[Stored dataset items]

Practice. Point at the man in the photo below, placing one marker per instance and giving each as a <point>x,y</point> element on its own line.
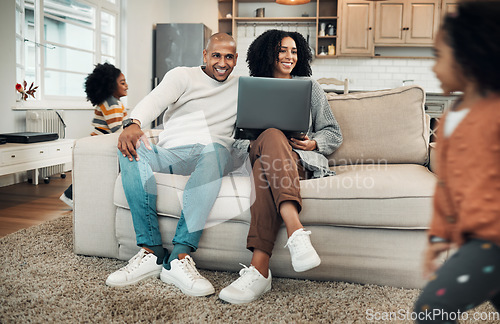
<point>196,141</point>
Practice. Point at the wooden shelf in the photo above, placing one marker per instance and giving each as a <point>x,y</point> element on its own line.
<point>272,19</point>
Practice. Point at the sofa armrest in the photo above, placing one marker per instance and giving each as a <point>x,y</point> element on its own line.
<point>432,157</point>
<point>95,168</point>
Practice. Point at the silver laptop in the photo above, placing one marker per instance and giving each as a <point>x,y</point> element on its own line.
<point>265,103</point>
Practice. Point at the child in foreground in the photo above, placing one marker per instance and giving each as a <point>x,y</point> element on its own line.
<point>467,197</point>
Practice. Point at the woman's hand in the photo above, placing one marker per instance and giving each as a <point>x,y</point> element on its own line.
<point>431,253</point>
<point>305,144</point>
<point>130,140</point>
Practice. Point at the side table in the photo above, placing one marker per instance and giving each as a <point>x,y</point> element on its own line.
<point>23,157</point>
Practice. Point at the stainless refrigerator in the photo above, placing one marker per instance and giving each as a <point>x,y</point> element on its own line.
<point>178,45</point>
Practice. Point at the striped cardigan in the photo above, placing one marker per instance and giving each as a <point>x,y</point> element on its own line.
<point>108,116</point>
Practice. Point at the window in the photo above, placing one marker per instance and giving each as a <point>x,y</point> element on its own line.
<point>58,42</point>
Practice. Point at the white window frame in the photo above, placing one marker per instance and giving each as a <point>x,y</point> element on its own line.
<point>42,100</point>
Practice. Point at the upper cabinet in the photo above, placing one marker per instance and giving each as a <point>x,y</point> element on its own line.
<point>356,31</point>
<point>407,22</point>
<point>345,27</point>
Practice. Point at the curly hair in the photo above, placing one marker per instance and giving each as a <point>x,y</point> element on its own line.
<point>473,33</point>
<point>264,51</point>
<point>101,83</point>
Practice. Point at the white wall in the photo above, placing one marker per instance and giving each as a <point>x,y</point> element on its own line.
<point>10,121</point>
<point>195,11</point>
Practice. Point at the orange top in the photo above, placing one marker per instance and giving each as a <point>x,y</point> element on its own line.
<point>467,197</point>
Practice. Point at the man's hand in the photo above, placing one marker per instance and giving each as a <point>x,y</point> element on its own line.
<point>305,144</point>
<point>130,140</point>
<point>431,253</point>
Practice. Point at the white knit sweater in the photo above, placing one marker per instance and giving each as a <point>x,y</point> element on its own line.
<point>199,108</point>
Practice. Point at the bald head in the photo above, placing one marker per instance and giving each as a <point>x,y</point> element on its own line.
<point>220,56</point>
<point>220,38</point>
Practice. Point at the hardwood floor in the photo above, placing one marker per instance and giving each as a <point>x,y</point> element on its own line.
<point>23,205</point>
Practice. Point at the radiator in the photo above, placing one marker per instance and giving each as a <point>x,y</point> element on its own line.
<point>47,121</point>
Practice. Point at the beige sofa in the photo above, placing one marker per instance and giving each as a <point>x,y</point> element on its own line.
<point>368,222</point>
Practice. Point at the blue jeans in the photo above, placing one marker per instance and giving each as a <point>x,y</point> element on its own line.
<point>206,164</point>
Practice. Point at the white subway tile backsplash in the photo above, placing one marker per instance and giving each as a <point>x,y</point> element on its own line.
<point>364,73</point>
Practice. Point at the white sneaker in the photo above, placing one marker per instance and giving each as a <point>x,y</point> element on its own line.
<point>66,200</point>
<point>248,287</point>
<point>184,275</point>
<point>304,256</point>
<point>141,266</point>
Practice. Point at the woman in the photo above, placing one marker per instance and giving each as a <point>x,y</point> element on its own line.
<point>104,88</point>
<point>279,54</point>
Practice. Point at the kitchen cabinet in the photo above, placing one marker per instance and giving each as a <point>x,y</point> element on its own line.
<point>449,6</point>
<point>358,25</point>
<point>315,15</point>
<point>356,31</point>
<point>407,22</point>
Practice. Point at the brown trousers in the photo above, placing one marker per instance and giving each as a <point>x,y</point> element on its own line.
<point>276,173</point>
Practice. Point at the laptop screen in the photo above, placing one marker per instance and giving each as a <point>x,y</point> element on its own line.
<point>265,103</point>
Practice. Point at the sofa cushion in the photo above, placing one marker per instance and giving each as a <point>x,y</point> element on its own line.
<point>378,196</point>
<point>394,196</point>
<point>387,125</point>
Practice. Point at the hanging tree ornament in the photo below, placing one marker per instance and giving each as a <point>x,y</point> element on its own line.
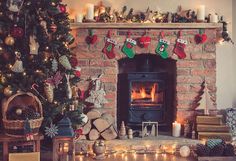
<point>51,131</point>
<point>18,65</point>
<point>9,40</point>
<point>17,32</point>
<point>34,45</point>
<point>53,27</point>
<point>54,65</point>
<point>49,91</point>
<point>69,39</point>
<point>14,5</point>
<point>43,24</point>
<point>65,62</point>
<point>62,8</point>
<point>8,91</point>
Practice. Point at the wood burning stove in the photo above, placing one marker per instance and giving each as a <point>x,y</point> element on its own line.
<point>146,91</point>
<point>145,99</point>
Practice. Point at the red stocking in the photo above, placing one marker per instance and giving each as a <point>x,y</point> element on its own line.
<point>109,47</point>
<point>179,48</point>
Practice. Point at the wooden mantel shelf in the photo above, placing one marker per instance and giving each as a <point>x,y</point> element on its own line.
<point>146,25</point>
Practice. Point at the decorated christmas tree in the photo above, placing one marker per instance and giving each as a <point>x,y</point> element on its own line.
<point>35,57</point>
<point>205,102</point>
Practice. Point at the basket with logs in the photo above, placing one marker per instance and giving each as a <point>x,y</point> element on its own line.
<point>99,126</point>
<point>17,109</point>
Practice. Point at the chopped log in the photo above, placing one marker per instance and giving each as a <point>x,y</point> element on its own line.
<point>93,134</point>
<point>109,134</point>
<point>104,122</point>
<point>101,124</point>
<point>93,114</point>
<point>82,137</point>
<point>108,117</point>
<point>210,120</point>
<point>87,127</point>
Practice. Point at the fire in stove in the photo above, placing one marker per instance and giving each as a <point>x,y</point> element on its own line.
<point>146,94</point>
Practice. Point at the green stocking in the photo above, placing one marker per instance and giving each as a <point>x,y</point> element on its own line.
<point>161,48</point>
<point>127,48</point>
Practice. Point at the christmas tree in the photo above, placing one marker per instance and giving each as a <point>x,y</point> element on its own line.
<point>205,102</point>
<point>35,56</point>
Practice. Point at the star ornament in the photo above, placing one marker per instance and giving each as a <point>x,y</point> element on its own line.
<point>51,131</point>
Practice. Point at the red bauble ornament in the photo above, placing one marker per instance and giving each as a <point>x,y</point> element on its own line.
<point>204,38</point>
<point>17,32</point>
<point>62,8</point>
<point>200,38</point>
<point>53,27</point>
<point>92,39</point>
<point>77,73</point>
<point>74,62</point>
<point>144,41</point>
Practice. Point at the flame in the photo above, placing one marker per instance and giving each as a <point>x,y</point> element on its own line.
<point>142,93</point>
<point>153,92</point>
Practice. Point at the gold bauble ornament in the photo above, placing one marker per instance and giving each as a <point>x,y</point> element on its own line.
<point>184,151</point>
<point>3,79</point>
<point>9,40</point>
<point>18,111</point>
<point>8,91</point>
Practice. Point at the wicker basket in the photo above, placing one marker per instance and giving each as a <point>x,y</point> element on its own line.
<point>16,127</point>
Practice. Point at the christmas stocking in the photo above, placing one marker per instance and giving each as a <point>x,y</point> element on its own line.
<point>161,48</point>
<point>127,48</point>
<point>109,48</point>
<point>179,48</point>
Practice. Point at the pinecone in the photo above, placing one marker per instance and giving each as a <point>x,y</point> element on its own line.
<point>211,143</point>
<point>202,150</point>
<point>218,150</point>
<point>229,150</point>
<point>36,115</point>
<point>29,113</point>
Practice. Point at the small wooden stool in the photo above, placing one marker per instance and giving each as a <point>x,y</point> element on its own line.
<point>19,141</point>
<point>63,148</point>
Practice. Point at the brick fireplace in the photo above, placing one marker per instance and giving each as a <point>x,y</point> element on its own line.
<point>199,65</point>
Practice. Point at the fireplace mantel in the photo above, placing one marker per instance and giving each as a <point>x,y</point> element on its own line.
<point>146,25</point>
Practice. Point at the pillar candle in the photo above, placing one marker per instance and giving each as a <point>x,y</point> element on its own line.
<point>90,11</point>
<point>214,18</point>
<point>79,18</point>
<point>201,13</point>
<point>176,129</point>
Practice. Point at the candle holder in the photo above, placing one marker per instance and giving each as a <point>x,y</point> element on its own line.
<point>63,148</point>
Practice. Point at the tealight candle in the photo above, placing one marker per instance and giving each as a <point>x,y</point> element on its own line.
<point>79,18</point>
<point>214,18</point>
<point>201,13</point>
<point>90,11</point>
<point>176,129</point>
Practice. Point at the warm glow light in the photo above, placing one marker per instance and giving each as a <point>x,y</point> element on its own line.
<point>66,147</point>
<point>142,93</point>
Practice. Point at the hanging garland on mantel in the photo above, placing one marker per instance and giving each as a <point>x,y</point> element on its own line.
<point>127,47</point>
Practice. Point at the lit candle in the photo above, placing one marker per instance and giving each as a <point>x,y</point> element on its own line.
<point>201,13</point>
<point>214,18</point>
<point>79,17</point>
<point>90,11</point>
<point>176,129</point>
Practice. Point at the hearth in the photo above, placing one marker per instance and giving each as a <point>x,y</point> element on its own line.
<point>146,91</point>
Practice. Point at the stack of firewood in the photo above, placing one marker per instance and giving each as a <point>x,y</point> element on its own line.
<point>99,126</point>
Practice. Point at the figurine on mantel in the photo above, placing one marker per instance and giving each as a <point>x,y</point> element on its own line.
<point>97,93</point>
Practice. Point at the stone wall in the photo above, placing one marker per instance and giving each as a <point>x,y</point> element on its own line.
<point>199,65</point>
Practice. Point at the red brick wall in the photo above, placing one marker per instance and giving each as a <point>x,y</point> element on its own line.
<point>199,64</point>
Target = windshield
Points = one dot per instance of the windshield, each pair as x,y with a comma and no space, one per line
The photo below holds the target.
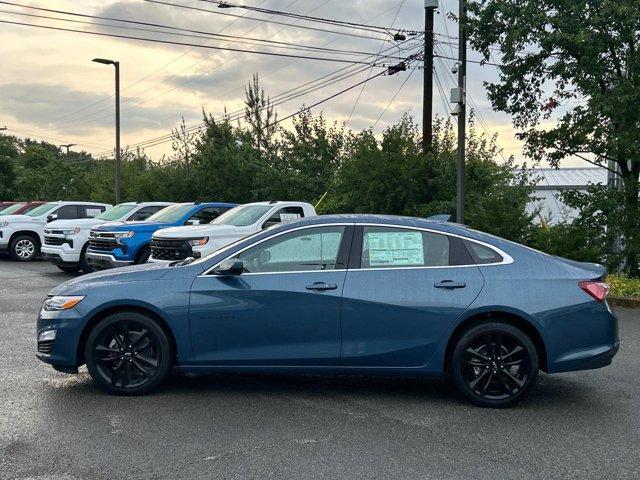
171,214
42,209
115,213
11,209
242,216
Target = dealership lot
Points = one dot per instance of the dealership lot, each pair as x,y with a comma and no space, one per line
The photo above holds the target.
52,425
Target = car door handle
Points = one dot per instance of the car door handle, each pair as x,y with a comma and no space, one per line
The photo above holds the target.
321,286
450,285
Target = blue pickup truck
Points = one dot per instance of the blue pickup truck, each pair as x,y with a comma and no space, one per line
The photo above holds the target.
118,244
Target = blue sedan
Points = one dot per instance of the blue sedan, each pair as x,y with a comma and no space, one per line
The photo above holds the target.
340,294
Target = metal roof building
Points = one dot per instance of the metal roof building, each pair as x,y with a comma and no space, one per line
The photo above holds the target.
550,182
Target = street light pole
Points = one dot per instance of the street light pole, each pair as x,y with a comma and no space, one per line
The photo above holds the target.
462,113
68,146
427,97
116,64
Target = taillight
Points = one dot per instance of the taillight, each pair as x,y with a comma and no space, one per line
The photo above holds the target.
598,290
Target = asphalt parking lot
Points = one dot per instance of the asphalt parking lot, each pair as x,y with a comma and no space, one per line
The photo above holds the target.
57,426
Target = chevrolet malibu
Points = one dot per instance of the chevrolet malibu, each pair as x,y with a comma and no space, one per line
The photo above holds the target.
340,294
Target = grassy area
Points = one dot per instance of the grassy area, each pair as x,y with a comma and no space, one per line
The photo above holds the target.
622,287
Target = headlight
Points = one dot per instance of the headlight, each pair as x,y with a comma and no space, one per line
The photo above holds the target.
60,302
198,242
119,235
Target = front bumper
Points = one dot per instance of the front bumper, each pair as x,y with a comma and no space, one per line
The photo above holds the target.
103,261
61,352
60,255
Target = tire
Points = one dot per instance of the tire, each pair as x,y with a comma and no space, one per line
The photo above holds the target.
143,255
132,367
68,269
494,364
84,265
24,248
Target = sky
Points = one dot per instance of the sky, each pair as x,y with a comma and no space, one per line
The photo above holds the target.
50,89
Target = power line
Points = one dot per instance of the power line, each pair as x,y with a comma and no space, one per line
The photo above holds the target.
170,42
183,32
394,97
360,26
355,104
246,17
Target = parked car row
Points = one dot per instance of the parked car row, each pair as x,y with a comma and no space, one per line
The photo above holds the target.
84,236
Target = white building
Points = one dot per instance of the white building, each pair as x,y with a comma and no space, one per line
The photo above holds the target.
550,182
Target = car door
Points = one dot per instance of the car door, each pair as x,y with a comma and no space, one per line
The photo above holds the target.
284,309
404,289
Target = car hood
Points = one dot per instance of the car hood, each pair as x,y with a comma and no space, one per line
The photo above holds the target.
21,219
81,222
197,231
135,273
139,226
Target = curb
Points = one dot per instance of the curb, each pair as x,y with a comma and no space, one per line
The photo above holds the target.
624,302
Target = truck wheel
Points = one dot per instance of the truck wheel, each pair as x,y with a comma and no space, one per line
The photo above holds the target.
143,255
24,248
84,265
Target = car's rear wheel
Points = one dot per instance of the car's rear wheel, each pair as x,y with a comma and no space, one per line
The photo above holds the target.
24,248
128,353
68,269
494,364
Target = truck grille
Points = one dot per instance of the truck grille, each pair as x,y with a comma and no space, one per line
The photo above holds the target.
57,241
104,242
165,249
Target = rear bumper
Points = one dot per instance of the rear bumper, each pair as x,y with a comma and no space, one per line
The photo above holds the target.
102,261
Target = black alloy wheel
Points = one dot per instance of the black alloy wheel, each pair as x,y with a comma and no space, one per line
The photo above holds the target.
128,353
494,364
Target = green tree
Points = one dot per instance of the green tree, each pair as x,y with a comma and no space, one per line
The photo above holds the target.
575,62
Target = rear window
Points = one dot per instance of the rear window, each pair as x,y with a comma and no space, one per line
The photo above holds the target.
482,254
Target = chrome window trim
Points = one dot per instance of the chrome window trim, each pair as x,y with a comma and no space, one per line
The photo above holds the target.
506,258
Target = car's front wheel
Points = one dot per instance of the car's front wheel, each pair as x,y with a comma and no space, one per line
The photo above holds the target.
24,248
128,353
494,364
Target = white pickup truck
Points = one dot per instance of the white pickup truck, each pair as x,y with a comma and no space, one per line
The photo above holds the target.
179,243
66,241
23,235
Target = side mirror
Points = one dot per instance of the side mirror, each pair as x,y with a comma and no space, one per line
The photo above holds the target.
268,224
230,266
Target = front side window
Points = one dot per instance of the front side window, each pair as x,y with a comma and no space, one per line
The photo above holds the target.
13,208
42,209
171,214
242,216
310,249
387,247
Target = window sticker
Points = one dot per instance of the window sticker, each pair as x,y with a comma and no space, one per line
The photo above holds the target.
395,248
289,217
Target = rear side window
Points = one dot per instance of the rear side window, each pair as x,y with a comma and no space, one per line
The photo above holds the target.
287,214
482,254
387,247
90,211
67,212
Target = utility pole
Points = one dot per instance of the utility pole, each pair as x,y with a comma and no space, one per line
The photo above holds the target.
462,113
116,64
68,146
430,7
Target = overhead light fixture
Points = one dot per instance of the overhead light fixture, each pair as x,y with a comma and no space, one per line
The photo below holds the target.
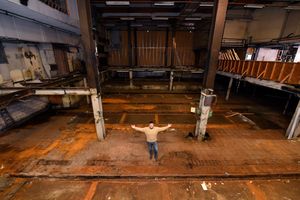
160,18
117,3
109,25
258,6
127,18
136,25
189,24
164,3
292,8
206,4
163,25
193,18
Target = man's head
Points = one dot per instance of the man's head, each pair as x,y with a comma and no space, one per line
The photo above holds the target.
151,124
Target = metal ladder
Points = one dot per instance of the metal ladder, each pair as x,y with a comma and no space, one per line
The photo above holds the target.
6,117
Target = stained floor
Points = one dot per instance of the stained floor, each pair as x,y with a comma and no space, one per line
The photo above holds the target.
247,141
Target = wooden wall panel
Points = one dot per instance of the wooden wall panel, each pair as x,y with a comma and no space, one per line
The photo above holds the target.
184,49
119,57
151,48
288,73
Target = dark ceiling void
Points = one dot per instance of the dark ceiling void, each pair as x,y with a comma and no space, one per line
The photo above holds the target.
187,15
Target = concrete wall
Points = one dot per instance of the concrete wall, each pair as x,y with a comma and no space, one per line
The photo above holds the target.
37,6
235,29
267,24
41,23
37,66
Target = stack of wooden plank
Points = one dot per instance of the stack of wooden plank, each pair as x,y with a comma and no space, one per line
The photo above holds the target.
283,72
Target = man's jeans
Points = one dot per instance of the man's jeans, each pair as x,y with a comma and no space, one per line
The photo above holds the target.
152,146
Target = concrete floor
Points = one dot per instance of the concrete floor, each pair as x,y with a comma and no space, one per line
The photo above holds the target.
36,189
63,146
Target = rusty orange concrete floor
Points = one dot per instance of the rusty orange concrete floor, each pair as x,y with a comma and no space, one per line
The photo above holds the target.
37,189
65,144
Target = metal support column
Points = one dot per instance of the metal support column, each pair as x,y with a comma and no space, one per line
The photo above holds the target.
215,40
85,19
228,89
294,128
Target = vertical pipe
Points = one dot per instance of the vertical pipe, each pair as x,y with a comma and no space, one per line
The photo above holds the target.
228,89
171,80
173,50
98,114
85,85
166,47
135,48
129,46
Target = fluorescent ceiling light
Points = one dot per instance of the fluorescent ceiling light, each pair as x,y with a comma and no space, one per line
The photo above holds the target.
189,24
254,6
160,18
127,18
117,3
206,4
292,8
109,25
136,25
163,25
164,3
193,18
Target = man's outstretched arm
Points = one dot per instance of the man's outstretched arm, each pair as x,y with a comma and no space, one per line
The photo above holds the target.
137,128
164,128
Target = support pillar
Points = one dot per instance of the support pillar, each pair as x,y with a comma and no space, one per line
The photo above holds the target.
229,89
206,99
171,80
85,19
294,128
215,40
98,114
214,46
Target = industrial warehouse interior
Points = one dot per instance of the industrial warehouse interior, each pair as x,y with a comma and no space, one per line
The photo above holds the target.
146,99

● **PROMPT**:
Repeat, without pictures, exactly the lines of the data above from the one containing "Target = overhead light fixture" through the one containing "Target = wooden wall panel", including both and adding nothing.

● **THE ANSWER**:
Target = overhead light fixture
Points = one dot per instance of the overhead light fixture, each pair as x,y with a comma and no space, one per line
The photo below holds the target.
160,18
117,3
109,25
258,6
127,18
136,25
189,24
164,3
292,8
206,4
163,25
193,18
Target = man's head
Points = one dot per instance of the man's head, each pair as x,y with a comma and no space, one per line
The photo above holds the target.
151,124
Target = metal ladder
Points = one dot per instance of the metal ladder, each pair as x,y with a comma and no space, one per line
The photo above holds the target.
6,117
Target = stained floor
Points = one dot per instance of the stained floor, each pair as x,y with a comma and no space, one per line
The photo above holds the target.
247,141
Target = wooden wall panel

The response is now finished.